*** Opening of SUPPLIED MATERIAL ***

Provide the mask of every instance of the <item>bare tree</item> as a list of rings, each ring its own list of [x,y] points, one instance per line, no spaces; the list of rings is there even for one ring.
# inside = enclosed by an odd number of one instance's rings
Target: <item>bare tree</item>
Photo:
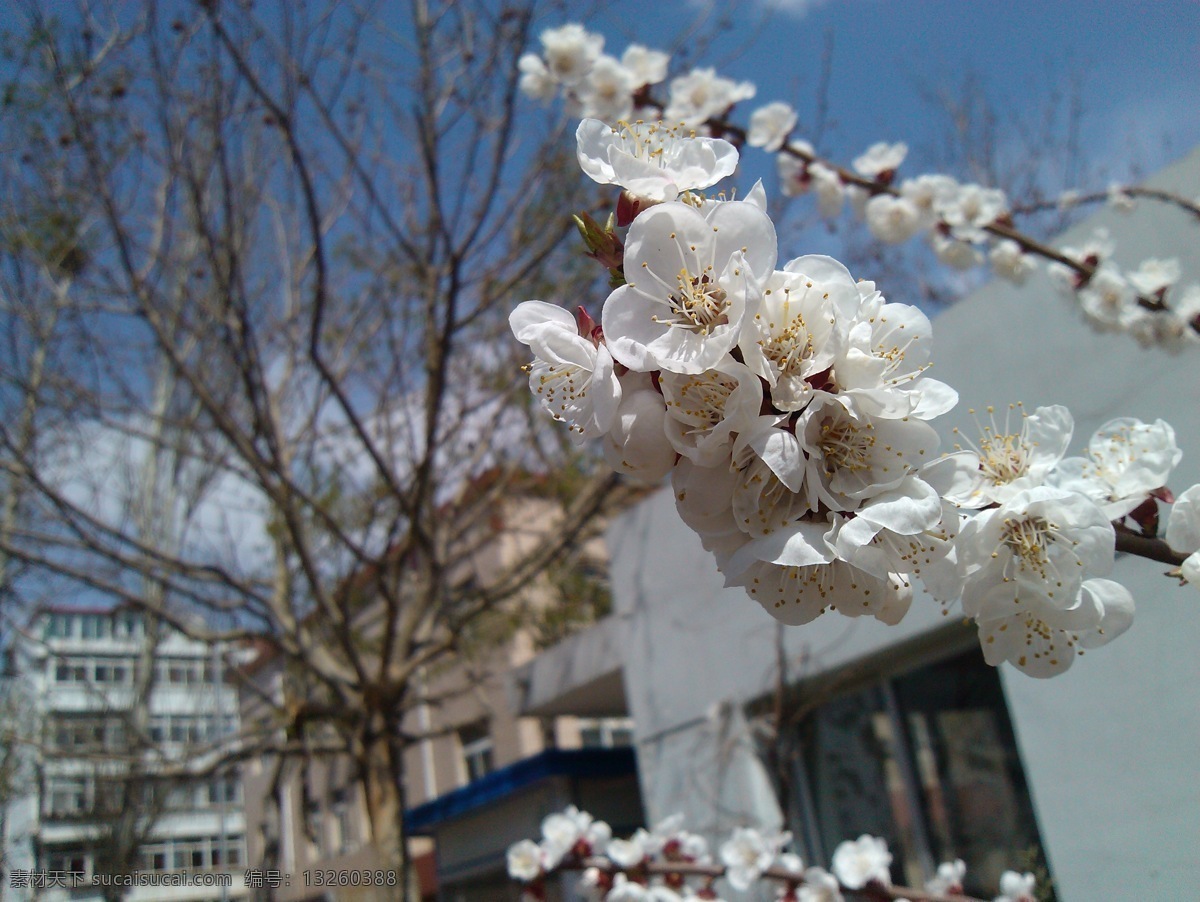
[[[517,439],[507,313],[573,265],[546,223],[586,200],[517,112],[532,16],[30,3],[0,110],[10,584],[274,649],[303,691],[241,754],[348,755],[398,865],[415,675],[622,491]],[[568,500],[477,572],[494,500],[547,460]]]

*** Close of SUPPLIED MATERIAL ***

● **YOUR ASSIGNMENT**: Take the line containing "# inside = enclosed" and every line after it to the end of the records, and restate them verbatim, with no pictures.

● **SOLUTION FOR THIS TASK**:
# inside = enclosed by an odd number of one instance's rings
Target: <item>bare tree</item>
Photo:
[[[517,439],[507,313],[573,265],[546,223],[586,200],[517,112],[532,16],[30,3],[0,110],[10,584],[274,649],[303,691],[241,754],[348,755],[398,865],[415,675],[622,491]],[[568,500],[477,572],[494,500],[547,460]]]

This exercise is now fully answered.